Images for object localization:
------------------------------------------------------------------------

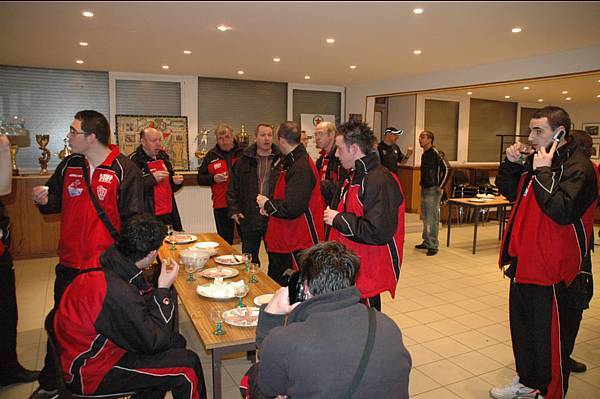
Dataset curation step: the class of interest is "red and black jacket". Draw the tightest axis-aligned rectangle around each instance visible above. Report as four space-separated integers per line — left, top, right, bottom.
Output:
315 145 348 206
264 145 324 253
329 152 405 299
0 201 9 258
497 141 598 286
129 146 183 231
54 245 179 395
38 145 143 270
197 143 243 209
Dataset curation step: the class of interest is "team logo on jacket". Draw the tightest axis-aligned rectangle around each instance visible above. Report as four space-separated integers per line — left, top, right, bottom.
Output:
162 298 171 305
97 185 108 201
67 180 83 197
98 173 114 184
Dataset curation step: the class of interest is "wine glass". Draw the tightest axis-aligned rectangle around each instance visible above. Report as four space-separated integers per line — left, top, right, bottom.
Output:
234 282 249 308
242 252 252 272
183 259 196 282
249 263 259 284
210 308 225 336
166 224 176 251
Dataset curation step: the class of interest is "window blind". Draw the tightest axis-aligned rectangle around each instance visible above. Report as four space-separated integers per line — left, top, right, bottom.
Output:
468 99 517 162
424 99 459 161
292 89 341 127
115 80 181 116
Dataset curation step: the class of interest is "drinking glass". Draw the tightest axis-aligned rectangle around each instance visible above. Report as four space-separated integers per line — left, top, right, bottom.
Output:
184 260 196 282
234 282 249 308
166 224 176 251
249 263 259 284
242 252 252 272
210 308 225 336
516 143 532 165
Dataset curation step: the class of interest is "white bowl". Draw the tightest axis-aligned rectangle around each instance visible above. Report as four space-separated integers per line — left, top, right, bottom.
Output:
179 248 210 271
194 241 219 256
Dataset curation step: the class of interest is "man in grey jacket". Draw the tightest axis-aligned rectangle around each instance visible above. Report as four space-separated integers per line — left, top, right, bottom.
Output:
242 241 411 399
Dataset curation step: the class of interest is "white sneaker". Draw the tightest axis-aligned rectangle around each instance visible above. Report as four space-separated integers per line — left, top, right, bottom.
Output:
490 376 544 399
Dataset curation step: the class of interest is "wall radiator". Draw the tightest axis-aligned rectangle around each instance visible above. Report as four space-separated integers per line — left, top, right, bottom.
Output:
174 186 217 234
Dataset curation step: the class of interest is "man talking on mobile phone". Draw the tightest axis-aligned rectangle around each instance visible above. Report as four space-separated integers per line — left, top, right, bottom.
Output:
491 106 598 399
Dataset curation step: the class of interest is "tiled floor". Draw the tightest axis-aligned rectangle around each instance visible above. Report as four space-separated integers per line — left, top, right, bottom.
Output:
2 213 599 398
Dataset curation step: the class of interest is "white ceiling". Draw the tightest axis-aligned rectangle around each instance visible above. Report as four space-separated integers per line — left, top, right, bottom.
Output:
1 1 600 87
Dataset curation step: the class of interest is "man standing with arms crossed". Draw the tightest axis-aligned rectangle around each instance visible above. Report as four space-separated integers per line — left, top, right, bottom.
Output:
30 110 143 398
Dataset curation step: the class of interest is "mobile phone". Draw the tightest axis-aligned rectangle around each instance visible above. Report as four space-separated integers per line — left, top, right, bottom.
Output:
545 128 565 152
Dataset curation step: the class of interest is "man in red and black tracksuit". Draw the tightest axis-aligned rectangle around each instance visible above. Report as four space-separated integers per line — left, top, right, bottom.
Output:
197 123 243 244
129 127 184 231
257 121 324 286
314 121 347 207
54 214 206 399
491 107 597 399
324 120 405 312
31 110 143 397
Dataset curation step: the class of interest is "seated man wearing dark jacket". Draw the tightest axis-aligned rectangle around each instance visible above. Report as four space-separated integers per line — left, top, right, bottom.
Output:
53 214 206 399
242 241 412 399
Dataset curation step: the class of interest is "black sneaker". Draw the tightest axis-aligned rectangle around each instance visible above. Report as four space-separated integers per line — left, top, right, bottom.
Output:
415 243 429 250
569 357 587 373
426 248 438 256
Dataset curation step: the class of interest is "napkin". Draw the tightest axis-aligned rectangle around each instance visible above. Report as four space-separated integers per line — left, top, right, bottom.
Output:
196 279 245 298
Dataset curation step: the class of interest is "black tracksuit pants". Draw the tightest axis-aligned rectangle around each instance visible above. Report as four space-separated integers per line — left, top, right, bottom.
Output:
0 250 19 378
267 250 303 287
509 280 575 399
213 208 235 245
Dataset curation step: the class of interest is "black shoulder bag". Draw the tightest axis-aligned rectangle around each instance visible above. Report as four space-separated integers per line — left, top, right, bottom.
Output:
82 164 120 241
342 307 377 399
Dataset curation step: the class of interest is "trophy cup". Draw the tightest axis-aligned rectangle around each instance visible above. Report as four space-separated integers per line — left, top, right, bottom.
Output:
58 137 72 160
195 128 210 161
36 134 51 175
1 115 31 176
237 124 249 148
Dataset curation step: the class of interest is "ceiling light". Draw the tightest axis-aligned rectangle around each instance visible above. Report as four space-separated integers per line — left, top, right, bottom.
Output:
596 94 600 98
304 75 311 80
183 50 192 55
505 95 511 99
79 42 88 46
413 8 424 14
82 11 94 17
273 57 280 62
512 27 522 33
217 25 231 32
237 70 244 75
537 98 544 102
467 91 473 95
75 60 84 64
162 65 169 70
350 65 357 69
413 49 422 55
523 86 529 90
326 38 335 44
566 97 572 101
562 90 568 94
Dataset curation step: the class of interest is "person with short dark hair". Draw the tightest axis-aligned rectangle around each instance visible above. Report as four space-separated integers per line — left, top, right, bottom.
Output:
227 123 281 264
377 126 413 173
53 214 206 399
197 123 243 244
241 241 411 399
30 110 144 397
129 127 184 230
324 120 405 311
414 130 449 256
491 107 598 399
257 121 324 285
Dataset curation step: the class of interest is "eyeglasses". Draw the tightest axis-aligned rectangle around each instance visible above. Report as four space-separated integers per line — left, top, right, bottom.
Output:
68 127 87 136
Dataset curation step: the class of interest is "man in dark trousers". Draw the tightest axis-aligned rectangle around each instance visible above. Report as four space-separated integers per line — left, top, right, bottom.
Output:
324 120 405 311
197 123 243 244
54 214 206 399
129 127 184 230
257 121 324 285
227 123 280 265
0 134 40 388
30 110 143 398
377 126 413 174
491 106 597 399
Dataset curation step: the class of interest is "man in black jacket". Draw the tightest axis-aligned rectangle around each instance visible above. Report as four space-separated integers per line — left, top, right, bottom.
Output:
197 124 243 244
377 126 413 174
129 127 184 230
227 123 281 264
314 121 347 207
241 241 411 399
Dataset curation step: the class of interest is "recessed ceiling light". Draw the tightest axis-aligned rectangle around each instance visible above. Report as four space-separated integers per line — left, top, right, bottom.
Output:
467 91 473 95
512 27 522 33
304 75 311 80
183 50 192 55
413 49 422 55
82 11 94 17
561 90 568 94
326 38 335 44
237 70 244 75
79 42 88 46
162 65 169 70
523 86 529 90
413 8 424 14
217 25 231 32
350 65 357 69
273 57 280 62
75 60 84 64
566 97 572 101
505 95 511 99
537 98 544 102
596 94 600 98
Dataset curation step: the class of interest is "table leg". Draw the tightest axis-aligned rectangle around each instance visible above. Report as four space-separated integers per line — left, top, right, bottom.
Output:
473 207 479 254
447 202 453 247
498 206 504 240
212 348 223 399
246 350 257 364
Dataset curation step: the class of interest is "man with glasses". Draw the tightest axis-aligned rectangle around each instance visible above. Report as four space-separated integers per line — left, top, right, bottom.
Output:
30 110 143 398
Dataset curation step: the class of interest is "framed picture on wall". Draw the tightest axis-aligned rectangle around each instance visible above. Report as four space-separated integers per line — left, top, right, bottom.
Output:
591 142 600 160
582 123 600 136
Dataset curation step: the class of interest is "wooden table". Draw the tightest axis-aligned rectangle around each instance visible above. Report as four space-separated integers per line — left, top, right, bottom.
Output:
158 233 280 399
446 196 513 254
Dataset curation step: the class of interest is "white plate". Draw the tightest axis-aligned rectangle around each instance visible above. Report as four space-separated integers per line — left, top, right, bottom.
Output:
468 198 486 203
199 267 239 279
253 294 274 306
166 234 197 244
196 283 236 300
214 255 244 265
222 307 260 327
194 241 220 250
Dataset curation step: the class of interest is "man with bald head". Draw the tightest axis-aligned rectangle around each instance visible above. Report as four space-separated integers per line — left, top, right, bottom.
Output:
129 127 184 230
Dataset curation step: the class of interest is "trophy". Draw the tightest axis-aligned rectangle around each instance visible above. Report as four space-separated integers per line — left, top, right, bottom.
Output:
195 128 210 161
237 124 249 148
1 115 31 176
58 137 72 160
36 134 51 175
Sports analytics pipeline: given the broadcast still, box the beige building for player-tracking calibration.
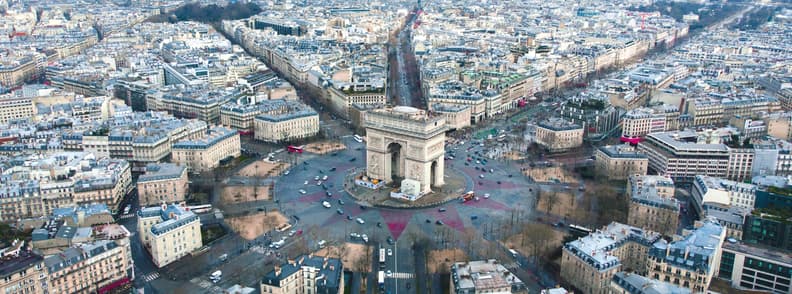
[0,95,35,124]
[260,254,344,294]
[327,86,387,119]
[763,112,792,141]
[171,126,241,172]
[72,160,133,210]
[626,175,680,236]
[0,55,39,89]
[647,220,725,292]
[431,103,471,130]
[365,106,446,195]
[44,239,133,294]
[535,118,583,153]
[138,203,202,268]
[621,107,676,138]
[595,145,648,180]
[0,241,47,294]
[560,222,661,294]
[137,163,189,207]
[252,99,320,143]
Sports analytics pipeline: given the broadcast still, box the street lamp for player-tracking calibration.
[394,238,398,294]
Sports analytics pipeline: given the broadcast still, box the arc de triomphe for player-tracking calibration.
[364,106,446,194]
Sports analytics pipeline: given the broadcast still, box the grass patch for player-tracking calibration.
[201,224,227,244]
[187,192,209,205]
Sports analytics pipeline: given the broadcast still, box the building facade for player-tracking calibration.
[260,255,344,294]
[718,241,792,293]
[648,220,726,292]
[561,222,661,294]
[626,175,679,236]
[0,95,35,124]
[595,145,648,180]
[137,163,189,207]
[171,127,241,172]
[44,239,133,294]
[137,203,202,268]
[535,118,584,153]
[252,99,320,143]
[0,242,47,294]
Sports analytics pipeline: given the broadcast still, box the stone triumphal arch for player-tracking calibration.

------------------------------------------------------------------------

All the lines that hold the word "white" must appear in the answer, copied from the records.

● Solution below
Dataset curation step: the class of interest is "white bowl". Draw the tightest axis-aligned rectangle around each instance visible above. Report as four space-separated integers per line — left, top, right, bottom.
Dataset curation step: the class of interest is "white sneaker". Draw the tightest axis-aligned rectangle around each instance visible above. Report as four space-separated integers per line — left, top, right, bottom.
Dataset curation step: the class of interest is "white ceiling". Draw the tightest axis-aligned rectangle around each instance visible above. Report as four space-separated integers per line — left, top, right, bottom.
Dataset curation step: the class of interest is "white plate". Draw the tightest axis-aligned rectangle around each instance visible above. Report as four space-separated integers per line — left, top, right, bottom.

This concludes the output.